### Source text
-=-=-=-=-
The US Commission on International Religious Freedom annual report denounces that “the pandemic fostered misinformation targeting religious minorities”.
The United States Commission on International Religious Freedom (USCIRF) has released a new edition of its annual report on religious persecution worldwide, focusing on the effect of the public health measures put in place to prevent the spread of Covid-19.
The commission's chair, Gayle Manchin, pointed out that “this past year was challenging for most nations trying to balance public health concerns alongside the fundamental right to freedom of religion or belief”.
As in previous editions, the USCIRF divides the document into several sections including a list of fourteen countries that it recommends the US State Department to consider as “countries of particular concern” (CPCs), and twelve more nations that “should be placed on the State Department’s Special Watch List (SWL)”.
Furthermore, the commission presented a series of recommendations to the government and reviews whether those from the last report have been implemented, such as increasing aid to support religious minorities and religious freedom, increase the sanctions against those who violate this right, and designating the reality of the Uyghur people as genocide.
The CPCs are those where “their governments engage in or tolerate systematic, ongoing, and egregious violations” of the religious freedom rights. These include Myanmar, China, Eritrea, Iran, Nigeria, North Korea, Pakistan, Saudi Arabia, Tajikistan, Turkmenistan, India, Russia, Syria, and Vietnam.
For the first time ever, the State Department designated Nigeria as a CPC in 2020, something that USCIRF “had been recommending since 2009”.
In its list of SWL countries, USCIRF mentions Afghanistan, Algeria, Azerbaijan, Egypt, Indonesia, Iraq, Kazakhstan, Malaysia, Turkey and Uzbekistan, as well as Cuba and Nicaragua, after the State Department previously did so in December 2020.
The Central African Republic, Bahrain and Sudan are no longer on the list, because “although religious freedom concerns remain in all three countries, conditions last year did not meet the high threshold required to recommend SWL status”, explained USCIRF.
As Open Doors did in its annual World Watch List, the USCIRF also warns that persecution has worsened during the pandemic.
-=-=-=-=-
### Extracted information

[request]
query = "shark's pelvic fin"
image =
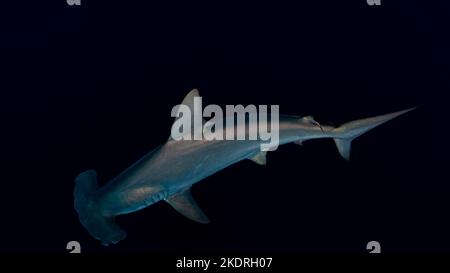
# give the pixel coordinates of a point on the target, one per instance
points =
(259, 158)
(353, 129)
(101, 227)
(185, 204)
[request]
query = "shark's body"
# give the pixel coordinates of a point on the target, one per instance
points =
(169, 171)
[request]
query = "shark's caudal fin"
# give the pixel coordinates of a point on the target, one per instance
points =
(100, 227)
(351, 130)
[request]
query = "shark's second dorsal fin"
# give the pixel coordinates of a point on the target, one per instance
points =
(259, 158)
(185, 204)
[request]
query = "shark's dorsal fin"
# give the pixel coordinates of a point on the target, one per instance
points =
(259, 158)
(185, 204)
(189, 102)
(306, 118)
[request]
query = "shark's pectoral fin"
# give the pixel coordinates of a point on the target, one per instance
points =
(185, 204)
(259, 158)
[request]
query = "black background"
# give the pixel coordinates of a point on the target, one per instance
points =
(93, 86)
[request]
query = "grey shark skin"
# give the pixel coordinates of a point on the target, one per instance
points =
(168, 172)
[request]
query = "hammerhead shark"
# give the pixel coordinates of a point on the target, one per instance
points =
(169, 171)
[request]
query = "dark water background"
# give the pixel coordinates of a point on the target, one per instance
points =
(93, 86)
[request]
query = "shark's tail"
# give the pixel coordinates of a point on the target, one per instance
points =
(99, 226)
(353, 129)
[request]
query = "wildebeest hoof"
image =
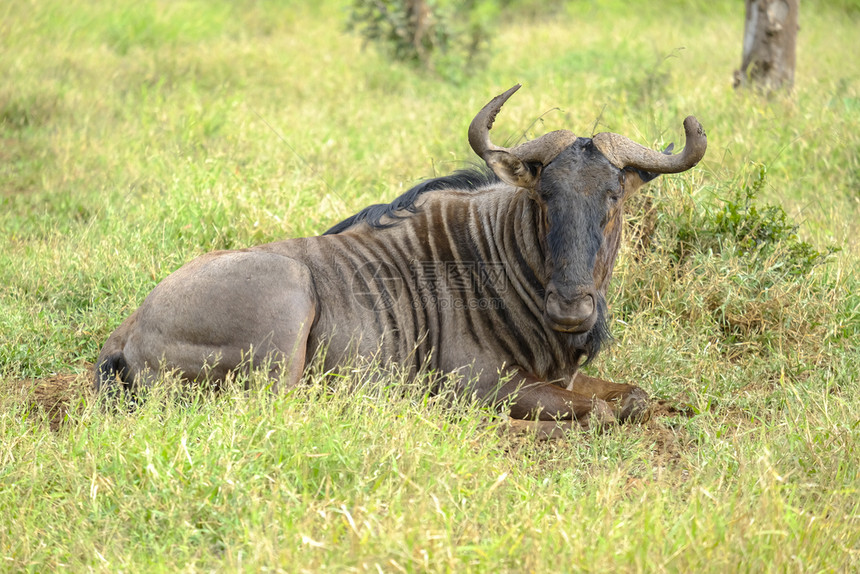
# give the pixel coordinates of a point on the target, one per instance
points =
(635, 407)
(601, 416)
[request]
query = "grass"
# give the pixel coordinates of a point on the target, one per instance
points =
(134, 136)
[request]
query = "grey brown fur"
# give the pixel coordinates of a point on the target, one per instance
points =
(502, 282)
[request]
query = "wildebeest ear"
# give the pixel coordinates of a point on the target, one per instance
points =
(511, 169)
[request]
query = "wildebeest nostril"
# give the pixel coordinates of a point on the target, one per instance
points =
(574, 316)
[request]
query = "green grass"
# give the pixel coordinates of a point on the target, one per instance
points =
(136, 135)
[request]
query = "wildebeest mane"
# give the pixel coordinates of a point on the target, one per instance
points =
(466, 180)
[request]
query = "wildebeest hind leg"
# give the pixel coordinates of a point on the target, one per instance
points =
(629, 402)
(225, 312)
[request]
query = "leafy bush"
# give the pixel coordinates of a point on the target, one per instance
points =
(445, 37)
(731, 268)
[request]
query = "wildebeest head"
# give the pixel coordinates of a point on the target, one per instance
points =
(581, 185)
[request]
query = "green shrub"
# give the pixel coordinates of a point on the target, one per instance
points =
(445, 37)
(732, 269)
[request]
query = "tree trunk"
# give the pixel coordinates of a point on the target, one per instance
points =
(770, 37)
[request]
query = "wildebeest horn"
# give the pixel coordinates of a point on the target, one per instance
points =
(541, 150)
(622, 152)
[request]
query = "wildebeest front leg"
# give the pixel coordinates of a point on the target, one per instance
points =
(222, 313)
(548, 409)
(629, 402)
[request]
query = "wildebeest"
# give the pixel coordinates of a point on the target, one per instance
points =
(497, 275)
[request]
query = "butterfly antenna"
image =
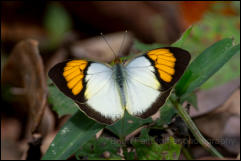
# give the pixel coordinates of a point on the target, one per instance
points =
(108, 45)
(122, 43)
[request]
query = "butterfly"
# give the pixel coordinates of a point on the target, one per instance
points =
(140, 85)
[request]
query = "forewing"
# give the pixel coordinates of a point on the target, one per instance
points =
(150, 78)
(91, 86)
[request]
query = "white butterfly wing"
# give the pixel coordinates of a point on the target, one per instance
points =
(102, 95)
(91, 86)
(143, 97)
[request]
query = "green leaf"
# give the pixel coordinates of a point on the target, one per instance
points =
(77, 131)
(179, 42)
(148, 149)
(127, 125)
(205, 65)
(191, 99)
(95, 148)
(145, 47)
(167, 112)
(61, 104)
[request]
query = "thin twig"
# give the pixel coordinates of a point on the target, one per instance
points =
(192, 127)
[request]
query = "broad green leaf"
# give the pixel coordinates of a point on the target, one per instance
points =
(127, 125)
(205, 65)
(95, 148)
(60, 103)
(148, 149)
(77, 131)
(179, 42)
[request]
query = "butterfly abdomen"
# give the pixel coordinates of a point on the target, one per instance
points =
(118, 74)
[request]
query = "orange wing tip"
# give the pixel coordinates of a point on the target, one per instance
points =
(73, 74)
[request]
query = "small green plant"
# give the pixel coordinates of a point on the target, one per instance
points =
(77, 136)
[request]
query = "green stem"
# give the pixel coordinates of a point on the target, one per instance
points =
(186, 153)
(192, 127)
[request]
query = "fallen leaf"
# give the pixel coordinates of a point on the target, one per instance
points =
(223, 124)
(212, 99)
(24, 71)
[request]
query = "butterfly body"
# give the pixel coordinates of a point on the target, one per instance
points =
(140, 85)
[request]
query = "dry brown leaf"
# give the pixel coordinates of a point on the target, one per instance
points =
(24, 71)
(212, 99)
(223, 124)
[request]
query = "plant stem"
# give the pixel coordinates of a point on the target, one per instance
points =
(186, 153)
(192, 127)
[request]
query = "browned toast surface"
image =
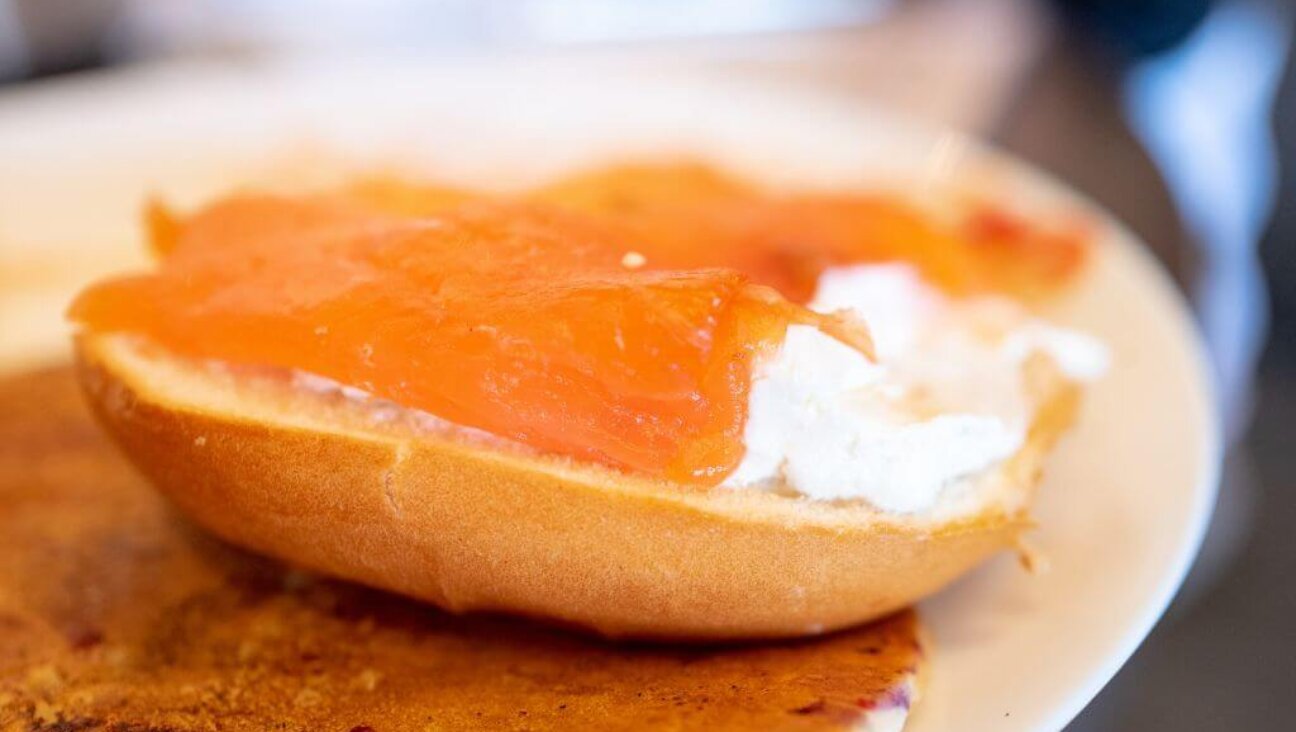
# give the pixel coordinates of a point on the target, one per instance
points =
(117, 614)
-=-=-=-=-
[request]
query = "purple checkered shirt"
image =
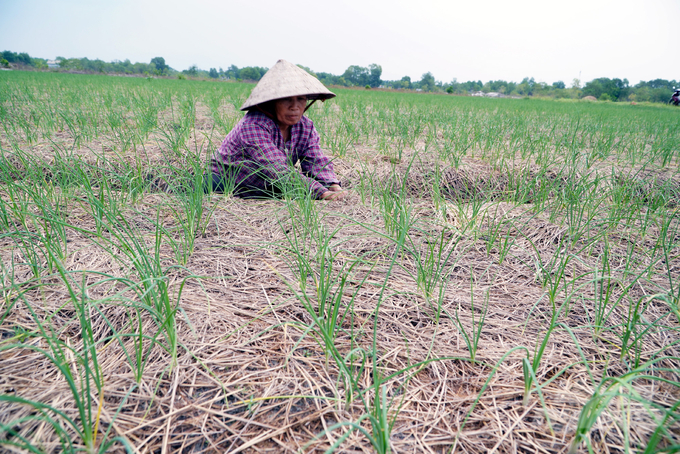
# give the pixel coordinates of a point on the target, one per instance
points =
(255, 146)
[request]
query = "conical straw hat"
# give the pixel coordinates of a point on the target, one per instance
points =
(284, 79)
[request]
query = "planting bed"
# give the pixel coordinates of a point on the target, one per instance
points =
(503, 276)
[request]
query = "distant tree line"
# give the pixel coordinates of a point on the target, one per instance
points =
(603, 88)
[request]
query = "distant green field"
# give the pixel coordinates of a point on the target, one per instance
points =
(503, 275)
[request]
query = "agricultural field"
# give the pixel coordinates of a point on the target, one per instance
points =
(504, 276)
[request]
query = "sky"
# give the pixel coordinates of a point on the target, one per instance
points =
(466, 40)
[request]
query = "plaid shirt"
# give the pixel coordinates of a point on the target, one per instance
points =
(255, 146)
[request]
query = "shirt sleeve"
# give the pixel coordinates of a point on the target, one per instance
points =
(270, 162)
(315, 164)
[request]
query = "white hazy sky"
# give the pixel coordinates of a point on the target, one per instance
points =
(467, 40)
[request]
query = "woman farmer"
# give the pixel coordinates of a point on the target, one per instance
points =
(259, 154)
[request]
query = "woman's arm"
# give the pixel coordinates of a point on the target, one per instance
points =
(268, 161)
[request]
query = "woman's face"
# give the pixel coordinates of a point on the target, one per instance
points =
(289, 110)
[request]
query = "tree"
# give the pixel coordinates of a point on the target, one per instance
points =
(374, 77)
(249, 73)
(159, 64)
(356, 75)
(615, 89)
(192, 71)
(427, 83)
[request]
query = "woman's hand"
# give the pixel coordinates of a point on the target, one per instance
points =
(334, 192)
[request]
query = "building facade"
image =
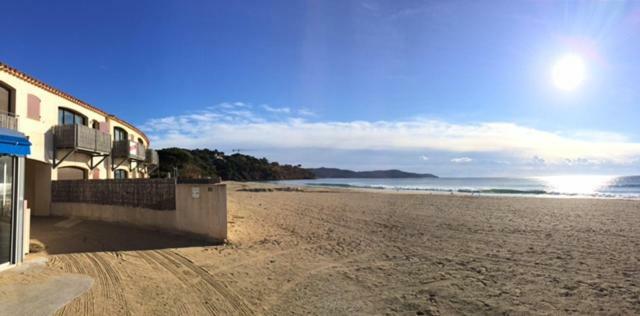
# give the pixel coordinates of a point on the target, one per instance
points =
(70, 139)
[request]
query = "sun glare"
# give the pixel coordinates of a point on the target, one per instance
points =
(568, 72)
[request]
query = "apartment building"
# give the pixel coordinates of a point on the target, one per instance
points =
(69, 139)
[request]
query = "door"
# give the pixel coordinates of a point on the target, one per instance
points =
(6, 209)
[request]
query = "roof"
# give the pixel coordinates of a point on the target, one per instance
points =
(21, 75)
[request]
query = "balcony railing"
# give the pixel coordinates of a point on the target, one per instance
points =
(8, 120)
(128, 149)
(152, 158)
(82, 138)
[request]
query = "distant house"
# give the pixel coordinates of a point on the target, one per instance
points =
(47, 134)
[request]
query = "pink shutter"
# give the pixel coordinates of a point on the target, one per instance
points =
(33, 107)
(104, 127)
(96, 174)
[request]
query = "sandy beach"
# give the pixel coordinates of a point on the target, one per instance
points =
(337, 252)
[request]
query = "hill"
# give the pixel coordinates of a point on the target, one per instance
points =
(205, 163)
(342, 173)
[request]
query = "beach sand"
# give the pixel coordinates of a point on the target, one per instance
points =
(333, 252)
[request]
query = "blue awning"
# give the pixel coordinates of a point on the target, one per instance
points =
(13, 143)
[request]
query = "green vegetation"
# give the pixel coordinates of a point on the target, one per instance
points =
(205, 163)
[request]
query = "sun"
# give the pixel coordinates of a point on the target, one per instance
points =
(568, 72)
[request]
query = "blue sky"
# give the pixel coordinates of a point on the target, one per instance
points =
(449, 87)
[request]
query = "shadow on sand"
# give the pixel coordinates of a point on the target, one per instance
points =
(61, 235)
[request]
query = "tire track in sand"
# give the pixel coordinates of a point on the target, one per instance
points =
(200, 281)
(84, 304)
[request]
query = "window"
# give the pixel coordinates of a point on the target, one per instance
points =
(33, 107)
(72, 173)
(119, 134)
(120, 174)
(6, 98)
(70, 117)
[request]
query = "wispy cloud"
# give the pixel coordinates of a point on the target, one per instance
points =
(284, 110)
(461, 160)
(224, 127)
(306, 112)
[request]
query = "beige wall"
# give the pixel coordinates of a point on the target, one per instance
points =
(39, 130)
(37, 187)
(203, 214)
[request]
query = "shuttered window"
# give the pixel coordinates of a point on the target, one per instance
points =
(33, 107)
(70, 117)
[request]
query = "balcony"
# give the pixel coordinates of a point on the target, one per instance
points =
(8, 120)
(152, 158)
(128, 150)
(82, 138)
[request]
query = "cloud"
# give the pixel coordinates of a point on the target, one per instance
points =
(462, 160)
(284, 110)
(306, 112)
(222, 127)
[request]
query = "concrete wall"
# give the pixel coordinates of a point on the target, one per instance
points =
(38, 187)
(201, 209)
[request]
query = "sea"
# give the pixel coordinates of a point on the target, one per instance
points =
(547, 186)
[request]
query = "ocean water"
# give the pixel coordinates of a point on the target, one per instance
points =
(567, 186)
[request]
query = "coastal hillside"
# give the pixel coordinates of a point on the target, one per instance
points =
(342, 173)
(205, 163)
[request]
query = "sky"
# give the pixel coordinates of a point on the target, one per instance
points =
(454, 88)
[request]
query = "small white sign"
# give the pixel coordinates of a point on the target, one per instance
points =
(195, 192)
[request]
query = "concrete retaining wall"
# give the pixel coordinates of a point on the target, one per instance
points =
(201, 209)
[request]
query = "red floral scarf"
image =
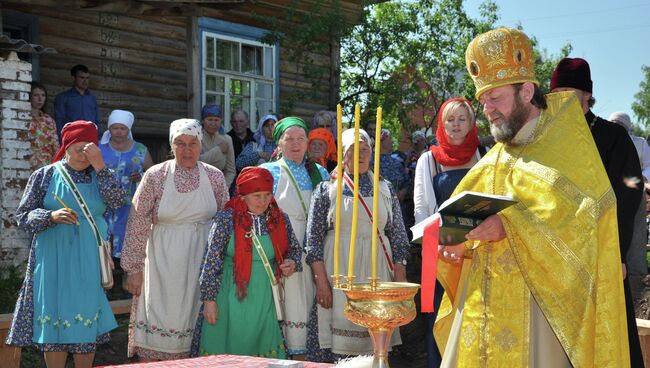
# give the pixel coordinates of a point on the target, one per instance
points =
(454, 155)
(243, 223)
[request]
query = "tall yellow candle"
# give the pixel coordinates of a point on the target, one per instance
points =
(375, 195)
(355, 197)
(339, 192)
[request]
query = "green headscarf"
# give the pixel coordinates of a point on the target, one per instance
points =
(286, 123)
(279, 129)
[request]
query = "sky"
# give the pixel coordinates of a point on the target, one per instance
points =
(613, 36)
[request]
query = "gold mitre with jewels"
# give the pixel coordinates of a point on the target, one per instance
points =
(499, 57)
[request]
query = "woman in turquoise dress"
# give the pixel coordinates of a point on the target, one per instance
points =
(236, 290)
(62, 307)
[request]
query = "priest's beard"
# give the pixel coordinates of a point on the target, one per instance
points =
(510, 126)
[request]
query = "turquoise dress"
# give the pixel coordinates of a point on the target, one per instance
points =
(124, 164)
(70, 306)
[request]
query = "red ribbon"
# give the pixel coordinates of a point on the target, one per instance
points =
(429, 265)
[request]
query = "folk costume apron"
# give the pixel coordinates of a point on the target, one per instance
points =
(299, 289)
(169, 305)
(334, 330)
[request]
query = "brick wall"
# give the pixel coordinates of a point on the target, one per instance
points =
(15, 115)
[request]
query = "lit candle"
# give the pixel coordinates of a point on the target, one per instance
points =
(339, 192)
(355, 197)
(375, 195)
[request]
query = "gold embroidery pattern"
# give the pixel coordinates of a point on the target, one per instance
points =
-=-=-=-=-
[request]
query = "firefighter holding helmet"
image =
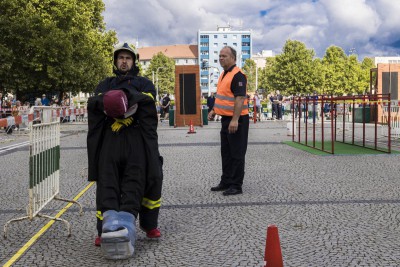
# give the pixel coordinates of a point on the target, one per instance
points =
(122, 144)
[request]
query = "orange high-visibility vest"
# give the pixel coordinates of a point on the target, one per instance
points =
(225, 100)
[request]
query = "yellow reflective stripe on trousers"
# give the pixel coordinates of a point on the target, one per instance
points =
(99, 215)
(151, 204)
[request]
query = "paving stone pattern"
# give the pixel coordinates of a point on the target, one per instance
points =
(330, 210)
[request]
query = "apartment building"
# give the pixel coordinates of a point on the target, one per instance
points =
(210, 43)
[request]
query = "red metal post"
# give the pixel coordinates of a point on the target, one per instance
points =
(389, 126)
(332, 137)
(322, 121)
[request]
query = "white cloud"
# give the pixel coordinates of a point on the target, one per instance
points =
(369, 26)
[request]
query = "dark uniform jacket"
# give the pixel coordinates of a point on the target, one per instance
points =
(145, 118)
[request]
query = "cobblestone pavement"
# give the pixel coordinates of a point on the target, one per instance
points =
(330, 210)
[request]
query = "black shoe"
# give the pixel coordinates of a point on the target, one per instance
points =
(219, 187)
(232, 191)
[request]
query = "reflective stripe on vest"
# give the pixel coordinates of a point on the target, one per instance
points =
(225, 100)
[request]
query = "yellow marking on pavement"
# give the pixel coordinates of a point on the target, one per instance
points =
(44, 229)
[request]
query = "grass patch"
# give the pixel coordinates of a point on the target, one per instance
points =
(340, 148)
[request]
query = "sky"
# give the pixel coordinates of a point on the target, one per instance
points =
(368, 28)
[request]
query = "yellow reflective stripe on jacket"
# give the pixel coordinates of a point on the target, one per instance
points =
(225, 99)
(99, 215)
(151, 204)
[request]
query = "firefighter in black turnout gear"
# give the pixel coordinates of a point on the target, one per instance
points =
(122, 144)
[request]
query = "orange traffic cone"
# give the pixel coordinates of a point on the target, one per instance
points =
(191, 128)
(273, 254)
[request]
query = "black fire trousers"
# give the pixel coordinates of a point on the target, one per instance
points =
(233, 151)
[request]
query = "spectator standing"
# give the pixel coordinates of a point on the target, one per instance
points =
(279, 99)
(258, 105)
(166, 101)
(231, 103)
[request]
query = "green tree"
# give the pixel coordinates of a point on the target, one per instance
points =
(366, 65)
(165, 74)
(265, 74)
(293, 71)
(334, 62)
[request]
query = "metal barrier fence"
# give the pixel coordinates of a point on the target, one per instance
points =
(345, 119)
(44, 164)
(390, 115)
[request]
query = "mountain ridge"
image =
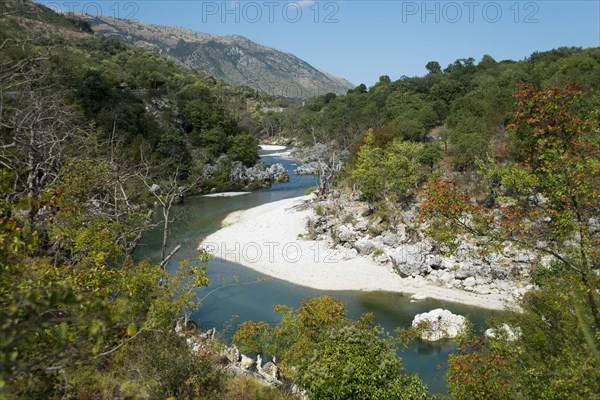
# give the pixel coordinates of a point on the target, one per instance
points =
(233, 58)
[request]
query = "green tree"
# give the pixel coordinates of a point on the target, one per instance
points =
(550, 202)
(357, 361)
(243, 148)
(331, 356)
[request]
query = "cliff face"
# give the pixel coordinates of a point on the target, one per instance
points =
-=-=-=-=-
### Exercises
**1)** Translate this sentence from the article on the USCIRF religious freedom report into Spanish: "For the first time ever, the State Department designated Nigeria as a CPC in 2020, something that USCIRF “had been recommending since 2009”."
**2)** Write what comes next in the article on the USCIRF religious freedom report, picking up after its final sentence.
The material is unrelated to the article on the USCIRF religious freedom report.

### Responses by task
**1)** Por primera vez, el Departamento de Estado designó a Nigeria como CPC en 2020, algo que la USCIRF «venía recomendando desde 2009».

**2)**
“USCIRF’s 2021 Annual Report documents both the deepening of religious divides, and intensified religious persecution and violence during the global pandemics”, said USCIRF Vice Chair Anurima Bhargava.
But it also insists on “the swift and significant progress that can and has been made, as in Sudan, to support and strengthen religious communities of all faiths”.
According to the report, “while many of these restrictions were justifiable under public health exceptions defined in international law, some restrictions harmed religious minorities or otherwise violated freedom of religion or belief”.
“The pandemic also fostered a wave of misinformation targeting religious minorities”, underlines the document, which also stresses that "despite being obliged by international law, many governments have failed to respond adequately to that misinformation”.
“We urge the Biden administration and Congress to champion religious freedom and to center the safety and dignity of religious communities as foreign policy priorities”, reads the USCIRF report.
They also call on the Administration to “maintain the United States’ leadership roles in the Alliance and the International Contact Group on Freedom of Religion or Belief […] and to review US policy toward the CPC countries, to demonstrate meaningful consequences and encourage positive change”.
Furthermore, they call on the Congress to join other entities in promoting religious freedom, and to adopt a resolution to establish a Senate Human Rights Commission to monitor violations of religious freedom and freedom of conscience, among other abuses.